# Google maps Beam or "Cone of View" correct but Map arrow does not update for 500 meters



## Wayne01 (Jun 30, 2017)

*Yes I have searched and searched for this answer... *
I have several Android phones ver 6 and 7
I have tried google maps beta 9.64.1








I have tried google maps standard 9.40
I have location services turned on
I have used figure 8 swim to narrow my beam (this narrows the beam and gets better accuracy so this is working) 
*They all have the same problem. *
So you open Google maps. 
It shows the Cone of view or Beam as it is called and the beam is wide. 
I then do the figure of 8 and the beam narrows. No matter if it is wide or narrow it is always pointing accurately in the correct direction... So far so good. 
I then put in an address 123 Alphabet Avenue Somewhere. 
it fires up the navigation side of Google maps. 
In Beta 9.64.1 it stays an round blue circle for 500 meters and does not give any indication of direction (ie a blue circle and no arrow) until you have driven 500 meters in any direction.
In standard 9.40 it shows an arrow straight away but the arrow stays static no matter which way you point the phone until you have traveled 500 meters in any direction. 
So beam has it figured but somehow this does not translate to the navigation side of the maps. 
*2nd problem. *
So you have traveled to your destination and the navigation side of maps has it all figured out... It is pointing the right direction that you should travel no matter what direction you point the phone. It is fast and responsive... Good on you google maps navigation. 
Now you enter a second address. Suddenly google maps gets amnesia on the direction that you were facing and the whole problem starts all over again. 
Beam still has it figured out but just not google navigation side of the app. WTF. 
Any help would be appreciated. 
Photo 1 is 9.40 Navigation View
Photo 2 is 9.61 Navigation View
Photo 3 is Google maps Android app showing the beam or cone view pointing in the opposite direction to the direction of the arrow. 
Note the direction of the arrow does not change until you have driven 500 meters.


----------



## unitxero (Jul 10, 2016)

Welcome to the new Google Maps, it's a new feature and people have already expressed frustration to Google on this. You will have to orientate yourself for the time being or use Waze which still has the feature you like.

Google Maps now only shows you a header with the street you are on, and which street you should be heading towards to turn at the start. Good luck on Maps figuring your heading on a 2-way road. You'll have to use your bearings and markings on Maps to see if you're heading the right way or not.

I don't like the change either and expect it to be reverted sometime in the future.


----------



## Brunch (Nov 4, 2016)

You can download a previous version of Google Maps if it's not working properly.

Edit: I didn't read your post close enough. Why not just continue to use the 9.40 version that works properly?


----------
○ ○ ○ ○
• _What to work on_
[1] Translate this sentence from the Google Maps forum thread into Spanish: "You can download a previous version of Google Maps if it's not working properly."
[2] Print the passage of the Google Maps forum thread that opens with the words containing "It shows the" and closes with "far so good.".
[3] According to the Google Maps forum thread, how far must you travel in standard version 9.40 before the navigation arrow stops staying static?

• _Stored data_
○ ○ ○ ○
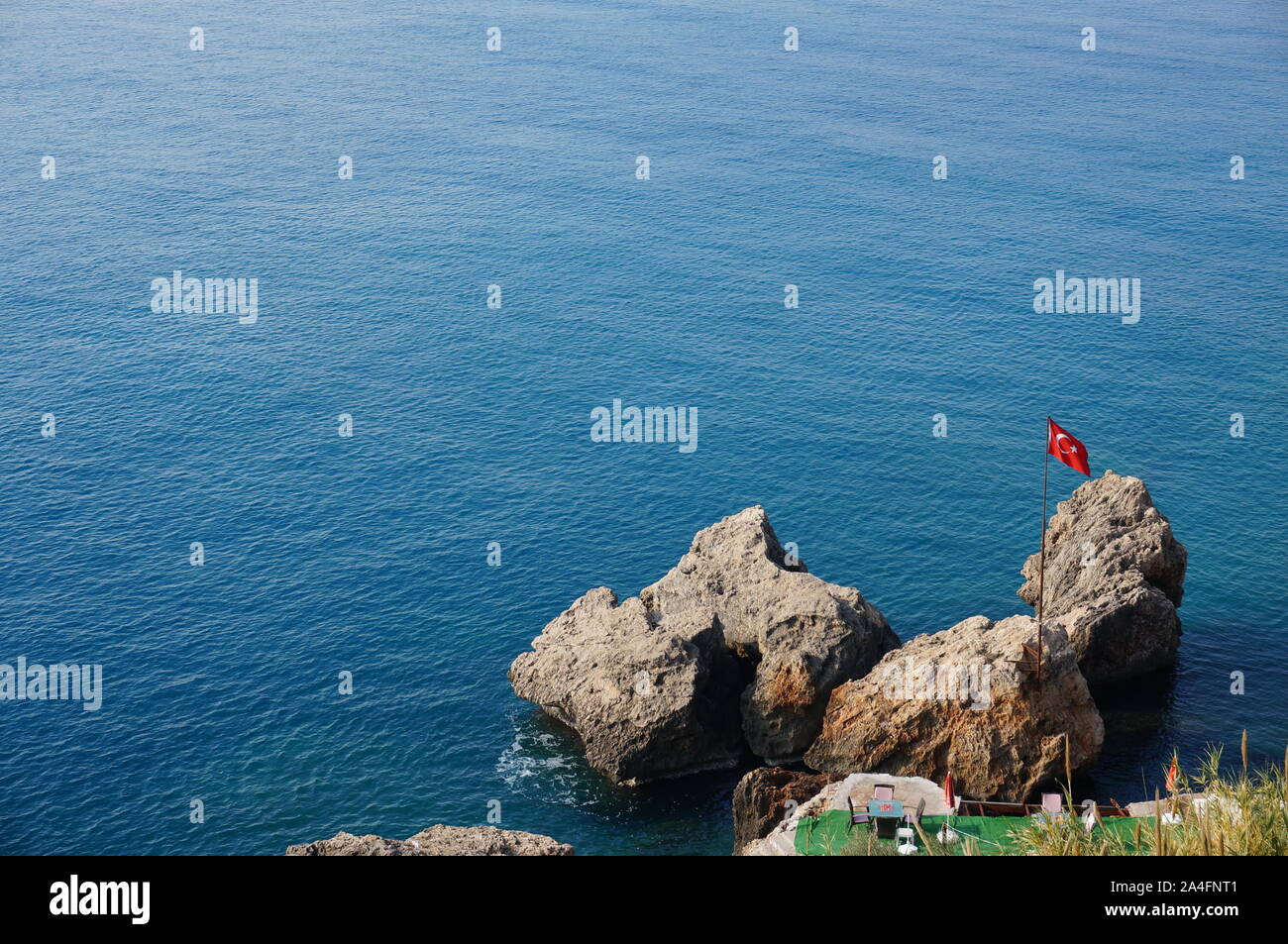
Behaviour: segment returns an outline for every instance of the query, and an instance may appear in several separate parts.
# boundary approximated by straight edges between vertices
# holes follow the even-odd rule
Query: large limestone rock
[[[788,562],[759,505],[699,531],[640,599],[662,621],[714,613],[725,645],[756,663],[742,693],[742,729],[751,752],[770,764],[797,760],[832,689],[899,645],[858,590]]]
[[[1185,546],[1140,479],[1114,475],[1078,487],[1056,506],[1046,538],[1046,618],[1063,625],[1092,686],[1170,665],[1181,640],[1176,607]],[[1038,555],[1020,598],[1037,605]]]
[[[572,855],[572,846],[549,836],[493,826],[431,826],[407,840],[336,833],[298,846],[287,855]]]
[[[733,791],[733,853],[764,838],[833,778],[786,768],[756,768]]]
[[[698,532],[662,580],[577,600],[510,667],[617,783],[779,762],[814,741],[832,689],[898,637],[858,590],[787,559],[759,505]]]
[[[658,622],[599,587],[532,640],[510,683],[577,733],[592,768],[634,786],[738,762],[737,668],[710,610]]]
[[[1057,621],[1047,621],[1041,686],[1012,661],[1034,643],[1037,622],[971,617],[917,636],[863,679],[832,693],[823,733],[806,752],[815,770],[953,775],[956,792],[1024,800],[1043,780],[1091,764],[1104,724]]]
○ ○ ○ ○
• _Answer set_
[1] Puedes descargar una versión anterior de Google Maps si no funciona correctamente.

[2]
It shows the Cone of view or Beam as it is called and the beam is wide. 
I then do the figure of 8 and the beam narrows. No matter if it is wide or narrow it is always pointing accurately in the correct direction... So far so good.

[3] 500 meters in any direction.